▶ PROBLEMS TO WORK ON
A - In the text for parents of high school seniors, what story is the college-bound child being sold?
B - In the text for parents of high school seniors, change the passage from "For the girls, bed-decorating" up to and including "it all again!" so that "grad-party season" becomes "graduation-party season".

▶ TEXT FOR ANALYSIS
==*==

The Transition from High School is Exciting but can also be Filled with Uncertainty, Anxiety and Fear. Below is Some Salient Advice.

This One’s for Parents of High School Seniors
This one’s for parents of high school seniors looking ahead to college. Or grandparents. Or aunts, uncles, and friends — anyone who cares about a college-bound senior in high school.
You’re in an exciting season. Acceptance letters are arriving. Decisions are being made. It feels like the culmination of 18 years of work — yours and theirs.
You are both on an intense emotional roller coaster. The anxiety of acceptances and the disappointment of rejections. But that’s not what I want to talk about here.
That struggle is often visible. We think we know what it looks like, and we tend to feel prepared for it.
I want to talk about something else here.
What No One Is Watching
Once your child is admitted to college, something shifts. Suddenly, you are both being courted. You are subject to an intense sales campaign. Schools roll out the red carpet — admitted-students weekends, receptions, swag, stickers, banners, and endless reminders of how special your child is and how much they “belong here” - all designed to convert your child from an “accepted student” to an “enrolled student.”
After a year of feeling like you were begging to get in from the outside, the emotional energy flips in the second semester of senior year. You hold the cards. It feels good. It’s fun.
Meanwhile back in high school, it’s award season. Senior nights. Banquets. Speeches. Trophies. Applause.
For the girls, bed-decorating parties. For the boys, fraternity rush has already started. And it’s all playing out publicly on social media.
Then the grad-party season. Calendars fill up fast. Choice dates are negotiated, and the gifts start pouring in from all the fans and supporters who have been on this journey with you. Your kid finally gets to put on the well-earned sweatshirt.
It feels good. It’s fun.
And behind all of this celebration, your child is being sold a very specific story:
You are about to have the best four years of your life!
We’ve told them that. We sincerely believe it, don't we? If only we could go back and do it all again!

==*==

▶ PROVIDED MATERIAL
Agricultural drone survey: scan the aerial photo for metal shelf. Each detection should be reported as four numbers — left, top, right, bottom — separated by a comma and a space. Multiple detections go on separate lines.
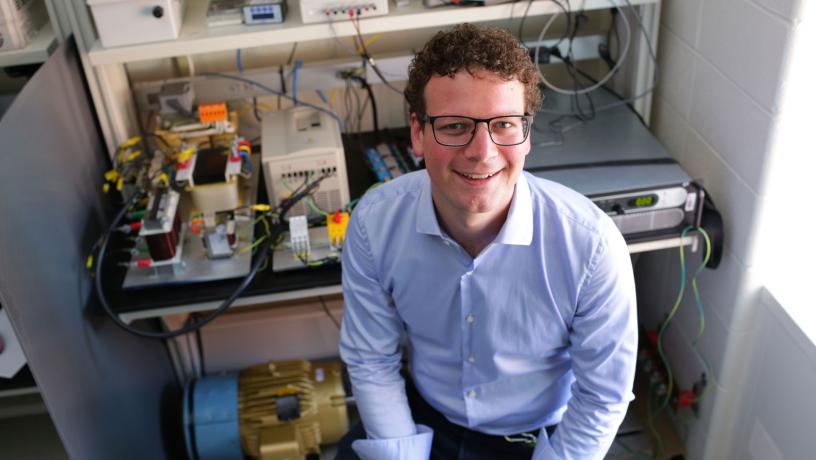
88, 0, 659, 66
0, 23, 57, 67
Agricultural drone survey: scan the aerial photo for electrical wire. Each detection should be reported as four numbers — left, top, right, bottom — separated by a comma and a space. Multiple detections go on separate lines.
539, 0, 660, 115
320, 296, 340, 331
351, 75, 380, 139
533, 0, 632, 95
94, 174, 328, 339
202, 72, 345, 130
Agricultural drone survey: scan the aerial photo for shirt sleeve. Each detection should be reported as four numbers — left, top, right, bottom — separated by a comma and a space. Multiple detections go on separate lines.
340, 210, 433, 460
533, 222, 637, 460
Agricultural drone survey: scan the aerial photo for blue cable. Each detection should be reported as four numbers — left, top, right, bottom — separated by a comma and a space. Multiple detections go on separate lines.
292, 59, 303, 105
206, 72, 345, 131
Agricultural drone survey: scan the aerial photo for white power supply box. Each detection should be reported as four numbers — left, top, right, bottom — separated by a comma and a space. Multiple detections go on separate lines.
0, 0, 48, 51
85, 0, 188, 48
300, 0, 388, 24
261, 107, 350, 216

==*==

▶ ANSWERS FOR THE TASKS
A - That they are about to have the best four years of their life.

B -
For the girls, bed-decorating parties. For the boys, fraternity rush has already started. And it’s all playing out publicly on social media.
Then the graduation-party season. Calendars fill up fast. Choice dates are negotiated, and the gifts start pouring in from all the fans and supporters who have been on this journey with you. Your kid finally gets to put on the well-earned sweatshirt.
It feels good. It’s fun.
And behind all of this celebration, your child is being sold a very specific story:
You are about to have the best four years of your life!
We’ve told them that. We sincerely believe it, don't we? If only we could go back and do it all again!